━━ Extracted material
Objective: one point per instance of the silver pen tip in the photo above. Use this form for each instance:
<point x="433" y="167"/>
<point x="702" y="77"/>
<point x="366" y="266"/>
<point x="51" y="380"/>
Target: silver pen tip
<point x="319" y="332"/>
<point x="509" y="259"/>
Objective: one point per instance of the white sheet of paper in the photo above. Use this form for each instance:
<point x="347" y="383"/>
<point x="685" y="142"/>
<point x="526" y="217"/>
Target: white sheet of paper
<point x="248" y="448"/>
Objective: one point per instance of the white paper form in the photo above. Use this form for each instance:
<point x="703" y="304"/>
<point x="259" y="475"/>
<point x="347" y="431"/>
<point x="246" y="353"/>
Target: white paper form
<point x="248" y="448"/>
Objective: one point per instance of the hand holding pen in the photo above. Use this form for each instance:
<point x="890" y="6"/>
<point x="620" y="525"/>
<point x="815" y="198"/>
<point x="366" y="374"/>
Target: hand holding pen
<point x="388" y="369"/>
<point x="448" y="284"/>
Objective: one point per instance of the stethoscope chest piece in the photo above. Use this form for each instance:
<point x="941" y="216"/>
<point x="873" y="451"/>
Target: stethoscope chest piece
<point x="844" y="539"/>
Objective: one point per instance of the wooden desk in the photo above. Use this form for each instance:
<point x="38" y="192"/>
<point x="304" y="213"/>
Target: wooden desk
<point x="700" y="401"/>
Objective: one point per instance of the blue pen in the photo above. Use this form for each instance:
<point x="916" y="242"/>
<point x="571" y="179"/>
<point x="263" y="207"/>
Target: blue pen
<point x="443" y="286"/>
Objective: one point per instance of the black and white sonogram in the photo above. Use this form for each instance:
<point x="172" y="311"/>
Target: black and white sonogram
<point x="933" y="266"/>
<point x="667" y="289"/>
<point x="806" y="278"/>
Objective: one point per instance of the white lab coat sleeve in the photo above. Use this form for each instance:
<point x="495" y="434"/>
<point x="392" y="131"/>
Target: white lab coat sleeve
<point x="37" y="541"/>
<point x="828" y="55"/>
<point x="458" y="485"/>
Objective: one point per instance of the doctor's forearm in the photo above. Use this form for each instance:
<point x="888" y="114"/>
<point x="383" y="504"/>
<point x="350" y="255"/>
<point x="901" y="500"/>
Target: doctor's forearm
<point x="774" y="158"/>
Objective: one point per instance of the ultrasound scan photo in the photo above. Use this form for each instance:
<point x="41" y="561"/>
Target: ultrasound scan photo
━━━━
> _Exercise objective_:
Type the data again exactly. Leave nothing out.

> _Response to the task_:
Objective: one point per instance of the silver pen tip in the photo above. Use this form for each instance:
<point x="433" y="167"/>
<point x="702" y="77"/>
<point x="366" y="266"/>
<point x="51" y="380"/>
Target: silver pen tip
<point x="319" y="332"/>
<point x="509" y="259"/>
Objective: one point per instance of the white sheet of paper in the photo above. Use this form for each instance:
<point x="347" y="383"/>
<point x="685" y="142"/>
<point x="526" y="217"/>
Target: white sheet of paper
<point x="248" y="448"/>
Objective: one point per instance of the white paper form in the photo above. Use this form for each instance:
<point x="703" y="304"/>
<point x="259" y="475"/>
<point x="347" y="431"/>
<point x="246" y="353"/>
Target: white paper form
<point x="248" y="448"/>
Objective: one point per instance of the hand holding pen in the photo above. Use this form for each instance:
<point x="890" y="6"/>
<point x="620" y="525"/>
<point x="815" y="198"/>
<point x="366" y="374"/>
Target: hand holding pen
<point x="388" y="369"/>
<point x="448" y="284"/>
Objective: one point per instance of the stethoscope chest piece in the photo above. Use this form for each instance:
<point x="941" y="216"/>
<point x="873" y="451"/>
Target: stethoscope chest piece
<point x="844" y="539"/>
Objective: one point per instance of the wooden desk in the photo above. Use this form for each instance:
<point x="38" y="192"/>
<point x="304" y="213"/>
Target: wooden desk
<point x="700" y="401"/>
Objective: one point per instance of the blue pen in the photo above. Use this form for each instance:
<point x="916" y="242"/>
<point x="571" y="179"/>
<point x="263" y="207"/>
Target: blue pen
<point x="443" y="286"/>
Objective: one point per instance of the black and white sonogram in the photo above. Use this form for each instance:
<point x="172" y="311"/>
Target: black and white sonogram
<point x="933" y="266"/>
<point x="667" y="289"/>
<point x="806" y="278"/>
Objective: one point per instance of the white lab coat sleeve in the photo above. Use this form for each instance:
<point x="495" y="434"/>
<point x="392" y="131"/>
Target: white lab coat sleeve
<point x="37" y="541"/>
<point x="828" y="55"/>
<point x="458" y="485"/>
Objective: one point per instance of the doctor's forearm in the photo above. Use this form for each instance:
<point x="888" y="114"/>
<point x="383" y="504"/>
<point x="350" y="255"/>
<point x="901" y="500"/>
Target: doctor's forearm
<point x="774" y="158"/>
Objective: one point per instance of the ultrasound scan photo in the photo above. Use this form for each instance:
<point x="41" y="561"/>
Target: ultrasound scan photo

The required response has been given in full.